[start TASK MATERIAL]

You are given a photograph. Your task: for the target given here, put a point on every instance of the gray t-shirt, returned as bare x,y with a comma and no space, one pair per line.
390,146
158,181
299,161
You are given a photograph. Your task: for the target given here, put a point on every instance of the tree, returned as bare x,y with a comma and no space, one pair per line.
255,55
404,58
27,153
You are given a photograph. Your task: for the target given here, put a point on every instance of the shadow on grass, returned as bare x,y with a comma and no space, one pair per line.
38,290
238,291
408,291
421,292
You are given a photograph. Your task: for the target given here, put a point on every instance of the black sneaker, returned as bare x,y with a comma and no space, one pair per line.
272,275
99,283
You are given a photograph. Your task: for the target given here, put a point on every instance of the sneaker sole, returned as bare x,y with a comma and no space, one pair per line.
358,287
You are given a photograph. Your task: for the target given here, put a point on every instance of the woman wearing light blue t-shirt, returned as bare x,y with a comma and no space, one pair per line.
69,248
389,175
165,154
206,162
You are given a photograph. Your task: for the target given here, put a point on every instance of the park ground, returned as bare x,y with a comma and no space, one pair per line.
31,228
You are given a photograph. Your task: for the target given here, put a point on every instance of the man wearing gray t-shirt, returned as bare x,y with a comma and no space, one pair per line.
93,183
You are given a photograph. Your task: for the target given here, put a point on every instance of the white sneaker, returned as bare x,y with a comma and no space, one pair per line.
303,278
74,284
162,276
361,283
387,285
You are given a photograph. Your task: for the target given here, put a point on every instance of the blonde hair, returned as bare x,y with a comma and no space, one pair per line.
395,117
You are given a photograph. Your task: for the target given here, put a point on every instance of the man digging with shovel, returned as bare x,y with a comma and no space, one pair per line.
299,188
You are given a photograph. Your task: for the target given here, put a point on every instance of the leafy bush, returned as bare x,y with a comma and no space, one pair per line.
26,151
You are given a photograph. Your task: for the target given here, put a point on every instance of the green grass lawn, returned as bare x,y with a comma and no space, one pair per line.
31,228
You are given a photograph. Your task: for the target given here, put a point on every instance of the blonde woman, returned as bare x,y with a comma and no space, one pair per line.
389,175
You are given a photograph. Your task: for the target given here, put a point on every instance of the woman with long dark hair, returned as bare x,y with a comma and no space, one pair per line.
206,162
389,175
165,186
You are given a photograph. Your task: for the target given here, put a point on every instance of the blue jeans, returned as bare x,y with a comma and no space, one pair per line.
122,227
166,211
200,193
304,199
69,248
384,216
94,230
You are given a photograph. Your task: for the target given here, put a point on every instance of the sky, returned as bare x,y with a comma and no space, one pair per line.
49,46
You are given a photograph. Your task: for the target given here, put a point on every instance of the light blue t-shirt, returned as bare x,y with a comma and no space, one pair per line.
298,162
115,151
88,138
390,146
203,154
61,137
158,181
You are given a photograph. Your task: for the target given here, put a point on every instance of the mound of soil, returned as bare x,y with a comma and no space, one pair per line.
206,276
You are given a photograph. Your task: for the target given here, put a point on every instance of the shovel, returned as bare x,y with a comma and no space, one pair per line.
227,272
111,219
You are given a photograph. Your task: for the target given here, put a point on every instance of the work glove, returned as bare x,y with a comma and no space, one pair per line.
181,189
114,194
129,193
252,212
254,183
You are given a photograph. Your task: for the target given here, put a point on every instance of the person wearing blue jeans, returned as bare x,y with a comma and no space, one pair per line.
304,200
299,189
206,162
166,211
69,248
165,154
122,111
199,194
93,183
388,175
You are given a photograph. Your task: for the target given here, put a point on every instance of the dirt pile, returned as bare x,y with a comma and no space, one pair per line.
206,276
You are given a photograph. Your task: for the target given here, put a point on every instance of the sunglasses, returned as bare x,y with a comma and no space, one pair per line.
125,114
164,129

[end TASK MATERIAL]
[start TASK MATERIAL]

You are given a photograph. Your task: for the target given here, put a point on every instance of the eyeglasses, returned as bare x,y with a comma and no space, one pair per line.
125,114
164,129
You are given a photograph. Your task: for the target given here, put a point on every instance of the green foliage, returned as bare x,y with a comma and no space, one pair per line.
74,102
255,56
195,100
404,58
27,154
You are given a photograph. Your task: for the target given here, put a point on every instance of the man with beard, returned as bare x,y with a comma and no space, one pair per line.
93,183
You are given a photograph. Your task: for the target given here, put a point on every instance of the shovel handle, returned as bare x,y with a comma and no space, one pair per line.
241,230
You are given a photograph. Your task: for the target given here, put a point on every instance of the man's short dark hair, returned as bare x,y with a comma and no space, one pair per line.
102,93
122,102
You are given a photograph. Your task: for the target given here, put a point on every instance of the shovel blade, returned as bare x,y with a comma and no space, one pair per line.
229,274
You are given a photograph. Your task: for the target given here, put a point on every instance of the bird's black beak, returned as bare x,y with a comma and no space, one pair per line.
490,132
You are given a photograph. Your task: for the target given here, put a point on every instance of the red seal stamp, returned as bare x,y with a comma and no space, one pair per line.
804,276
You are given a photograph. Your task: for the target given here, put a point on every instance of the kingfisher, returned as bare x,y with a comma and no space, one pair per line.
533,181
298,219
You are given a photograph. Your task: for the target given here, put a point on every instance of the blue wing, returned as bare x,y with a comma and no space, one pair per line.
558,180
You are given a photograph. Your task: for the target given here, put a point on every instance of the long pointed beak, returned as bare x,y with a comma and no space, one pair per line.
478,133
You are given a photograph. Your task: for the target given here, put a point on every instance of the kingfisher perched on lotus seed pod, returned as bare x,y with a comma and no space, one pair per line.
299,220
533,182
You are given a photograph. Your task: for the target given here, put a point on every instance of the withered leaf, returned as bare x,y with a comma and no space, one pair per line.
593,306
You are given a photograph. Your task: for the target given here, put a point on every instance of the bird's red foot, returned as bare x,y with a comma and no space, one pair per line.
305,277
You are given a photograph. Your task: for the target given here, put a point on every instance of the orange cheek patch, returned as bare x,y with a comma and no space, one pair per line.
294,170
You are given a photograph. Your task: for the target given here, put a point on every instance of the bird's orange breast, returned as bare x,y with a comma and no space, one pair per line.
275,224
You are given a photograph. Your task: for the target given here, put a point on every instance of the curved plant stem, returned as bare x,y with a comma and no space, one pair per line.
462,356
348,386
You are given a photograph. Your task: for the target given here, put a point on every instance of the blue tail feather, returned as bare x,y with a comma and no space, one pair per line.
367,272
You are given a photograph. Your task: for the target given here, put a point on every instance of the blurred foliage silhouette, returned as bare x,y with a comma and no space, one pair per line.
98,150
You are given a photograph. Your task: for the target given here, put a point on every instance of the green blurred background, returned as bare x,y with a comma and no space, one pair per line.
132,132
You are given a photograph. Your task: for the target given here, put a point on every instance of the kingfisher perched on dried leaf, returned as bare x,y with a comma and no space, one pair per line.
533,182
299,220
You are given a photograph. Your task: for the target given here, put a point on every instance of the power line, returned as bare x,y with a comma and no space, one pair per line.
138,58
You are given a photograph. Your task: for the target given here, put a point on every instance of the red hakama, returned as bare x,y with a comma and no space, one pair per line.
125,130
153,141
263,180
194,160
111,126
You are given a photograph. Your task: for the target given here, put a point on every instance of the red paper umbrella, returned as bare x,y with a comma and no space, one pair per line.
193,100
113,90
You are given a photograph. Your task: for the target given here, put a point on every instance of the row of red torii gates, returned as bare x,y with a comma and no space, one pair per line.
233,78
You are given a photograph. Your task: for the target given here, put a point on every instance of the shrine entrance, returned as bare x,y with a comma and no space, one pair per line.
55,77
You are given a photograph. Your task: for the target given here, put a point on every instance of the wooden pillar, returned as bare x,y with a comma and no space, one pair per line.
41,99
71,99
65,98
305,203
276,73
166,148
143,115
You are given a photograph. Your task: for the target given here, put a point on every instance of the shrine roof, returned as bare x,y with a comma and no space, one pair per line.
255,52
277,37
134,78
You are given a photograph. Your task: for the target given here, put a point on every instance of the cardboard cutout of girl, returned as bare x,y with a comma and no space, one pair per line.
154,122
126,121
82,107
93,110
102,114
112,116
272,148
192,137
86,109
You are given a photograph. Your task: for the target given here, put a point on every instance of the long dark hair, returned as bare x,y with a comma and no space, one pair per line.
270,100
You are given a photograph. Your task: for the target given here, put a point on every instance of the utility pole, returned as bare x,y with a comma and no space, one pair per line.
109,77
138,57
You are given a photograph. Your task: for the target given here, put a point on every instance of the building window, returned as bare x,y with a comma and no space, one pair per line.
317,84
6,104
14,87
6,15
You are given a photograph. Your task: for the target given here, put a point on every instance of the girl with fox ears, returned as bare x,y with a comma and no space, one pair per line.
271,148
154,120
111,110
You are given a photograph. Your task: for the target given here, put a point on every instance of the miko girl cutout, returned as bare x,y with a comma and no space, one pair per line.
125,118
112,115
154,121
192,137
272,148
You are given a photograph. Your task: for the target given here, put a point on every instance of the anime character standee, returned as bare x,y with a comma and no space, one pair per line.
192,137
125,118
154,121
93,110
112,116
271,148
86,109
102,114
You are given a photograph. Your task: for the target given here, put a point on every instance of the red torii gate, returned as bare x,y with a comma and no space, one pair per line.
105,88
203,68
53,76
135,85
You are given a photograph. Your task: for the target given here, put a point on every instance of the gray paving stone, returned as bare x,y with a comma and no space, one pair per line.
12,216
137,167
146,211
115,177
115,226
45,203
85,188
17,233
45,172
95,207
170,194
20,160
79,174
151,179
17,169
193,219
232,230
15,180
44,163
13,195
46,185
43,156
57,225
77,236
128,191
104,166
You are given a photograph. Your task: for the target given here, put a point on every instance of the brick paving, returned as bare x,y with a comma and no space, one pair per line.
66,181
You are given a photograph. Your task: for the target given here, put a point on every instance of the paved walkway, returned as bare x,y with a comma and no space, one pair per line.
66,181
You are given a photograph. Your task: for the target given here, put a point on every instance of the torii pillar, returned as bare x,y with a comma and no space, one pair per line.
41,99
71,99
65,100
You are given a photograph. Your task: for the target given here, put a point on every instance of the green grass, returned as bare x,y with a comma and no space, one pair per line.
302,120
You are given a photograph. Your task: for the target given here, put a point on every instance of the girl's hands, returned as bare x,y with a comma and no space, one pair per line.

[end TASK MATERIAL]
[start TASK MATERIAL]

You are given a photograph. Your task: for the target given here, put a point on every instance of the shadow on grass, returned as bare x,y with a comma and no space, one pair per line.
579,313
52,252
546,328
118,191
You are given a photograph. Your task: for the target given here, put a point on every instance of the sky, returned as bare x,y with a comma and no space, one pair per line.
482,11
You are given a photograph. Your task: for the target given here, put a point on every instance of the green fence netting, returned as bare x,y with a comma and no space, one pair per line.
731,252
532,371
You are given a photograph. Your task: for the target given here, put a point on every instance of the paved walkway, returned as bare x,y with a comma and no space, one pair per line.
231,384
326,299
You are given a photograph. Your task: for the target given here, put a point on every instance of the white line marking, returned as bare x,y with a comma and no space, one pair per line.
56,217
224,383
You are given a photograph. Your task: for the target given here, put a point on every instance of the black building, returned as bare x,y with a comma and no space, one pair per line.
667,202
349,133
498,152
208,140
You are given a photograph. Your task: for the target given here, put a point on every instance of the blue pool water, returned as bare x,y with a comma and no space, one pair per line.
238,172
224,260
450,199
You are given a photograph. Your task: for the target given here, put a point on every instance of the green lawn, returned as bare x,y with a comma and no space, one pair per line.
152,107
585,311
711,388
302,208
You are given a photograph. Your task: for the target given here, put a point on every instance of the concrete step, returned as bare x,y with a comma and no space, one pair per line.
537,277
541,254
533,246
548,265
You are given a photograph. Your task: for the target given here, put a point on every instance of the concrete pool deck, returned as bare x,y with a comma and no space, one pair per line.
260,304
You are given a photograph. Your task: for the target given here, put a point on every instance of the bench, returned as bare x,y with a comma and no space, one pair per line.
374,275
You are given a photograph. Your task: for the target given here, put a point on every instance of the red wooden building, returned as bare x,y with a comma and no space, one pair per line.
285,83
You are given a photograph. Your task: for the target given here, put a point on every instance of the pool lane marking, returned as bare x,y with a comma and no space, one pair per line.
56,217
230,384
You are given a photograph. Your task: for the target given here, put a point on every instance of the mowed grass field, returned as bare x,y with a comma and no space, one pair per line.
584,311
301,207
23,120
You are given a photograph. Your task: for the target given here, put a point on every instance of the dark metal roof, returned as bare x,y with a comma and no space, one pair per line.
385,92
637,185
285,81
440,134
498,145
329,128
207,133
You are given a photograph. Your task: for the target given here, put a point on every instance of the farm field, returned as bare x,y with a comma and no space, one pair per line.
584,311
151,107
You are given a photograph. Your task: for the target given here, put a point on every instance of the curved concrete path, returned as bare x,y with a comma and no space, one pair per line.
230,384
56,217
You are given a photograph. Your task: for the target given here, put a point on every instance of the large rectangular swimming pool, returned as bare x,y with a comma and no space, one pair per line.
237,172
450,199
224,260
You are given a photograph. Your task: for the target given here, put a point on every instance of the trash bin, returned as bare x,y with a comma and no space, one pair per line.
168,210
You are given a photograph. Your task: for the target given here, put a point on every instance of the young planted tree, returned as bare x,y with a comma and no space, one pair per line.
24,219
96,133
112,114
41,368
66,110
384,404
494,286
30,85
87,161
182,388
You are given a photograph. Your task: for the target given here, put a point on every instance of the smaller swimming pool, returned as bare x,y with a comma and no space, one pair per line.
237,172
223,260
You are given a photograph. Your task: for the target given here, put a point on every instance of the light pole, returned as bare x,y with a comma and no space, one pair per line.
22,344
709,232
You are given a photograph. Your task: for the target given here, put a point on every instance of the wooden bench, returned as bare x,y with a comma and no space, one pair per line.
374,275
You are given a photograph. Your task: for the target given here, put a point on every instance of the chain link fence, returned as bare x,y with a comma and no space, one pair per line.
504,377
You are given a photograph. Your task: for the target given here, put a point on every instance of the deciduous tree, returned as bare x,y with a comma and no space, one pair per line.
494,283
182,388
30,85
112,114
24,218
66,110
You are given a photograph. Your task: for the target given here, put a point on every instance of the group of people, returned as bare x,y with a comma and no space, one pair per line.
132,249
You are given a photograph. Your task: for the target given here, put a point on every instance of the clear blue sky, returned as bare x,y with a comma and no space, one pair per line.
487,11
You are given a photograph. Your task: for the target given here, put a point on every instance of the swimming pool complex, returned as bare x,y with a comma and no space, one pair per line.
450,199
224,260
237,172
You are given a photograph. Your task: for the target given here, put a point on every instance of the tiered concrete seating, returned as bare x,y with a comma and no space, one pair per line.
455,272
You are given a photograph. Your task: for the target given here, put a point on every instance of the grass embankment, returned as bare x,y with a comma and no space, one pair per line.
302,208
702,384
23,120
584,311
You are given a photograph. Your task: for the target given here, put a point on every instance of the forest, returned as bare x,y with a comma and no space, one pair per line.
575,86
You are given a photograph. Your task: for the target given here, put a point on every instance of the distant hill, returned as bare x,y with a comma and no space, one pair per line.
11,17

[end TASK MATERIAL]

▶ CHALLENGE
Return every line in the records above that contains the string "wooden", matching case exactly.

▶ EXERCISE OUTPUT
You are given a photograph. Your task: for the target given here, put a point on every instance of the wooden pillar, returned as bare x,y with a comma and no space, one pair per line.
You are given a photograph. Your task: for the target given here, put a point on every instance of the red wooden building, returned as bare x,y with a comma and no space, one pair per line.
You are given a photograph. Your task: for the target given here, put a point on every instance of the wooden bench, returned as bare x,y with a comma and no space, one pair per line.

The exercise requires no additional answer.